- Coordinate annotation rows -

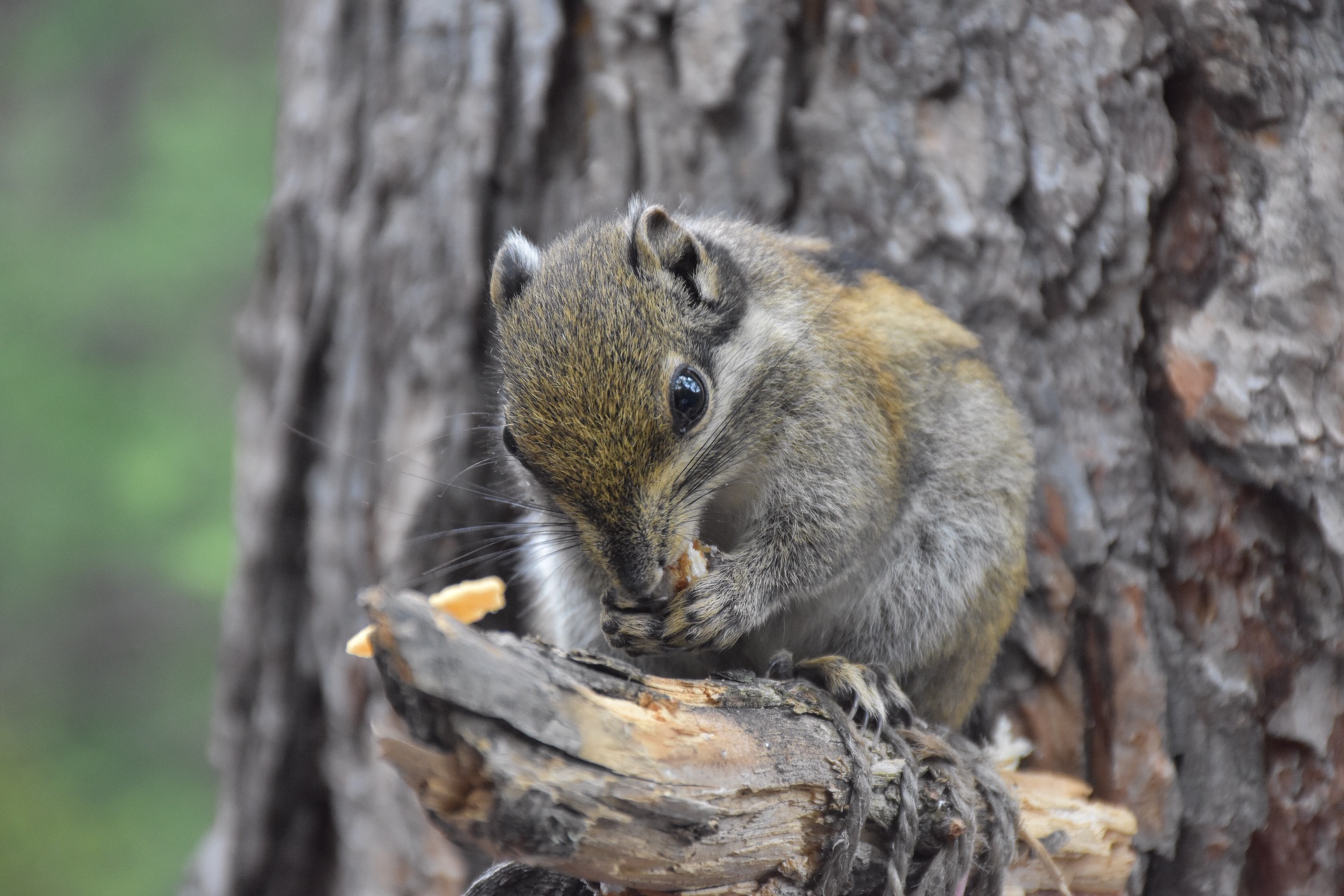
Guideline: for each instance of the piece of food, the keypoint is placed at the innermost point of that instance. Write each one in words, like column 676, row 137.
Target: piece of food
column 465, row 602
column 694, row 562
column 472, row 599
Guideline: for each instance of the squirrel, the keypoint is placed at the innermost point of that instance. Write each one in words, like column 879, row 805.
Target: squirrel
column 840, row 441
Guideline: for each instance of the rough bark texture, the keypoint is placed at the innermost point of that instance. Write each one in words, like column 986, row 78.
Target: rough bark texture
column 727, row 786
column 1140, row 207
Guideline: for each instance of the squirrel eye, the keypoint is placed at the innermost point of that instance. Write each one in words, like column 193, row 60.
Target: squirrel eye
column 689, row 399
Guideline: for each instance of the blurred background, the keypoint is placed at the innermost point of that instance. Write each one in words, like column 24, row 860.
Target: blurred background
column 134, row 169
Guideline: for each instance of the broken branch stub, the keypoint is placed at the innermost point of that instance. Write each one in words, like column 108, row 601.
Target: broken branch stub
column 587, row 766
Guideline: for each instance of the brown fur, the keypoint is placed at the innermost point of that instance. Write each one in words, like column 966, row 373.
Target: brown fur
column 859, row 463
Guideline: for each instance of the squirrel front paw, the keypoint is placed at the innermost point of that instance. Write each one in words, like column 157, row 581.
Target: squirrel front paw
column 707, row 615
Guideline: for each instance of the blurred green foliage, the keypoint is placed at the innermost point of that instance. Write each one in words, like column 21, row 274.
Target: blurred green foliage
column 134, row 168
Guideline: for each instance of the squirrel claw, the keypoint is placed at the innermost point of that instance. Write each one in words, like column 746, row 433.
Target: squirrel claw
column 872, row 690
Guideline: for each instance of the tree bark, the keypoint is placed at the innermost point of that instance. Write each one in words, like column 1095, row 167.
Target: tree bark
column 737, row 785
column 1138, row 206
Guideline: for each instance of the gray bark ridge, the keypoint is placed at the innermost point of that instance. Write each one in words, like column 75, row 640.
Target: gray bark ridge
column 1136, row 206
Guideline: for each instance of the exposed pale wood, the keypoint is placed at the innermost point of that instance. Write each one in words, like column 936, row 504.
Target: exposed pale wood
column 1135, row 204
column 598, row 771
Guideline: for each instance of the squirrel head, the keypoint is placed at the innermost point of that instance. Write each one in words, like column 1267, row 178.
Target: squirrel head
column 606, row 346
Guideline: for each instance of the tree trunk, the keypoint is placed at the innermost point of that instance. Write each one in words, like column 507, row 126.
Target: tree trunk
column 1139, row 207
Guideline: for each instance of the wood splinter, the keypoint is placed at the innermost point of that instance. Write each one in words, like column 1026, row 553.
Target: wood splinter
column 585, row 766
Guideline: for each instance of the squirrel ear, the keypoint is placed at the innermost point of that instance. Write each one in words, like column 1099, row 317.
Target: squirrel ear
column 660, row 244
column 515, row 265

- Task statement -
Copy the lines above verbatim, from the line with "Guideline: for each instance of the tree bark, the" to the line with "column 1136, row 206", both included.

- Result -
Guideline: for each instance of the tree bark, the keypoint is placed at the innermost point of that instance. Write each one in words, like column 1095, row 167.
Target: tree bark
column 737, row 785
column 1138, row 206
Guideline: for each instance of the gray bark ridge, the keypoint is placed at the innermost point of that instance. Write each one in words, like column 75, row 640.
Target: gray bark ridge
column 1136, row 206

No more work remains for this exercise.